[GIVEN PROBLEM] Can you return every line in the records below that contains the word "cloud", copied in full and unchanged?

--------

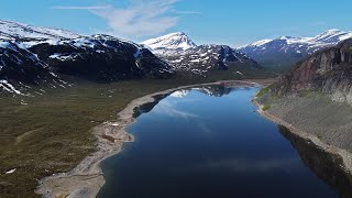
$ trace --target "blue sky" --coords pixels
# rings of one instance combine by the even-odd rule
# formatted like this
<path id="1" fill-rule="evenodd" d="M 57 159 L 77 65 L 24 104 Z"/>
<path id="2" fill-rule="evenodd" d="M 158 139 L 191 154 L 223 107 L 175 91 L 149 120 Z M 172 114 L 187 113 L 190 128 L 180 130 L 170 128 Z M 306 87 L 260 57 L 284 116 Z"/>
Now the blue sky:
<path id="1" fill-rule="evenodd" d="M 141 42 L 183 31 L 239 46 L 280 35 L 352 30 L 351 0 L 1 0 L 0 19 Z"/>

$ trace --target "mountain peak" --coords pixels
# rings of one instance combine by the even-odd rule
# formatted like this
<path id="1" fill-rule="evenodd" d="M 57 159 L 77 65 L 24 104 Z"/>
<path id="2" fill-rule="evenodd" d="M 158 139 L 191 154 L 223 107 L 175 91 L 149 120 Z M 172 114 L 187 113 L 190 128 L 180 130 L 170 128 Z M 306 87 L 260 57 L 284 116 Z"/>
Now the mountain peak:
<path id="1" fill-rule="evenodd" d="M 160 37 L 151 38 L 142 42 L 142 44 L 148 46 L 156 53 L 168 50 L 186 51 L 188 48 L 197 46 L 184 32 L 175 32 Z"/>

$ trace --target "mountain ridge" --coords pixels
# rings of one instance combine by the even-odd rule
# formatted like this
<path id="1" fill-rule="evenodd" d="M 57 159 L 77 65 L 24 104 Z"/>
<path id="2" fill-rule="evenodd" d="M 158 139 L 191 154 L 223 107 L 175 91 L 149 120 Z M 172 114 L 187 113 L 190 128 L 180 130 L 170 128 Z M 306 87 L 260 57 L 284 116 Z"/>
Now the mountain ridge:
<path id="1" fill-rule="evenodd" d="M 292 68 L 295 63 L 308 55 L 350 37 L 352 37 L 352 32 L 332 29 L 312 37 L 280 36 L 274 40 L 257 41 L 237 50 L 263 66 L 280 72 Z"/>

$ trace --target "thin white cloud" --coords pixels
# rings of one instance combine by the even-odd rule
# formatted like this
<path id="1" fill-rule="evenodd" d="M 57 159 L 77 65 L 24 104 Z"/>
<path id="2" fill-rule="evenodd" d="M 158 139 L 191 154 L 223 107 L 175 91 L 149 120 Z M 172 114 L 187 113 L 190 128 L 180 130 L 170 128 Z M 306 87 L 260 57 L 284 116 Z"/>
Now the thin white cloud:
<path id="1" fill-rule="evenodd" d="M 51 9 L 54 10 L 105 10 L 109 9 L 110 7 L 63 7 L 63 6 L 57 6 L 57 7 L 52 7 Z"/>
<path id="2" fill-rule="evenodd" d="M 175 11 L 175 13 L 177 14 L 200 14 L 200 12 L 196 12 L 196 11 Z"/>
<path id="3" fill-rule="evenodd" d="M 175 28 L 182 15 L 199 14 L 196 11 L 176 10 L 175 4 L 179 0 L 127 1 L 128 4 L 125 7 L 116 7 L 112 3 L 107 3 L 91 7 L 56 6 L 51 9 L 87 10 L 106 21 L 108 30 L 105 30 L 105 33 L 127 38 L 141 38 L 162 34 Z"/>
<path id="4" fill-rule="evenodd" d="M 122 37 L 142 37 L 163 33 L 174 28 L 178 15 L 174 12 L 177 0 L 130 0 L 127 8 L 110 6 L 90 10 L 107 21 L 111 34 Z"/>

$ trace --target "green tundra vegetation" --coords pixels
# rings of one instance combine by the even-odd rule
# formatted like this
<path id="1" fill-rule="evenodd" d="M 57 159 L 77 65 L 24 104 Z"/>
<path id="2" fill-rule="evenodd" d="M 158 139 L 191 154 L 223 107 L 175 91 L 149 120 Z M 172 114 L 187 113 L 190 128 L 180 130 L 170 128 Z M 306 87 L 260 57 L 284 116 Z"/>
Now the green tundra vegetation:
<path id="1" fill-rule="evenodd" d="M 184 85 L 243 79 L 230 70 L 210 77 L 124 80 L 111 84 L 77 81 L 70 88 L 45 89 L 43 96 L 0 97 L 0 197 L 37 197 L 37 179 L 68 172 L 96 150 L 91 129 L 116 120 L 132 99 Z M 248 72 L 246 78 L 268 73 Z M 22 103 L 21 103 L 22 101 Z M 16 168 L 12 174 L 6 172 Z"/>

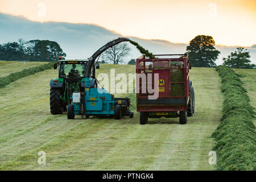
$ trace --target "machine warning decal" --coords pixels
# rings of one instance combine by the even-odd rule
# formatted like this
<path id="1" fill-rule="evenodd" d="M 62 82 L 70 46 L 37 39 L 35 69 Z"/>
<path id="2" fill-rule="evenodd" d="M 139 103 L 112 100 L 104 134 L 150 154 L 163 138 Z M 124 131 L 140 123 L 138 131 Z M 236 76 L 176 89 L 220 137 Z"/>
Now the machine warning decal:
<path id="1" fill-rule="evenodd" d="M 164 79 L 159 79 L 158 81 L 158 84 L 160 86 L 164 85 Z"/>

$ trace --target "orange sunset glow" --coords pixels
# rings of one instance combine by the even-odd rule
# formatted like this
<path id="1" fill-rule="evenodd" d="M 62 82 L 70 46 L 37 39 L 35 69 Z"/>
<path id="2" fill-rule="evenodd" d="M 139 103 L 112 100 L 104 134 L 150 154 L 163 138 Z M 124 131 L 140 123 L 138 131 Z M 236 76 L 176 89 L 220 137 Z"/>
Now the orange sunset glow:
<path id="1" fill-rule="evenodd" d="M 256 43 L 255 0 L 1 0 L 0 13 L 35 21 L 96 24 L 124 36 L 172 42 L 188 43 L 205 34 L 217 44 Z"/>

--------

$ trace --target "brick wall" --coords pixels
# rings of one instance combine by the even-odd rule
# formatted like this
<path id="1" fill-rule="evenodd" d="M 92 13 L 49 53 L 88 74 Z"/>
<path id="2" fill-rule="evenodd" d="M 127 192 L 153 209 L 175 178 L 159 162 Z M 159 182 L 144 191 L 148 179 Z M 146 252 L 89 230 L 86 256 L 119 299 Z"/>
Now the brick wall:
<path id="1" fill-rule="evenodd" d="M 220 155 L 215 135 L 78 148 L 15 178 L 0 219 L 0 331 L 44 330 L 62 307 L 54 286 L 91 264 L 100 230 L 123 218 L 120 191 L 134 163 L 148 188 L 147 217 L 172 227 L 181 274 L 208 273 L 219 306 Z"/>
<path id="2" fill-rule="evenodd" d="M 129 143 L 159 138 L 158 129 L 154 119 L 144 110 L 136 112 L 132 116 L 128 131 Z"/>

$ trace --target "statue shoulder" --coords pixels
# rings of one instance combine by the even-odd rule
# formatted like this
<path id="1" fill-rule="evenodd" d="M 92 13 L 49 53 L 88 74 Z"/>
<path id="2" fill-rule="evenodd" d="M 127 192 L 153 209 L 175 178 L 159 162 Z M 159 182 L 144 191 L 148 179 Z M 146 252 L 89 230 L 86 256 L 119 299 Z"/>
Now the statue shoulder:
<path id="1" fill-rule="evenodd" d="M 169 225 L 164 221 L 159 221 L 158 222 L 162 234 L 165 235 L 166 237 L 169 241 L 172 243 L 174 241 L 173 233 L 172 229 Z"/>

--------

[CORRECT OUTPUT]
$ trace --target "thin white cloud" --coords pixels
Now the thin white cloud:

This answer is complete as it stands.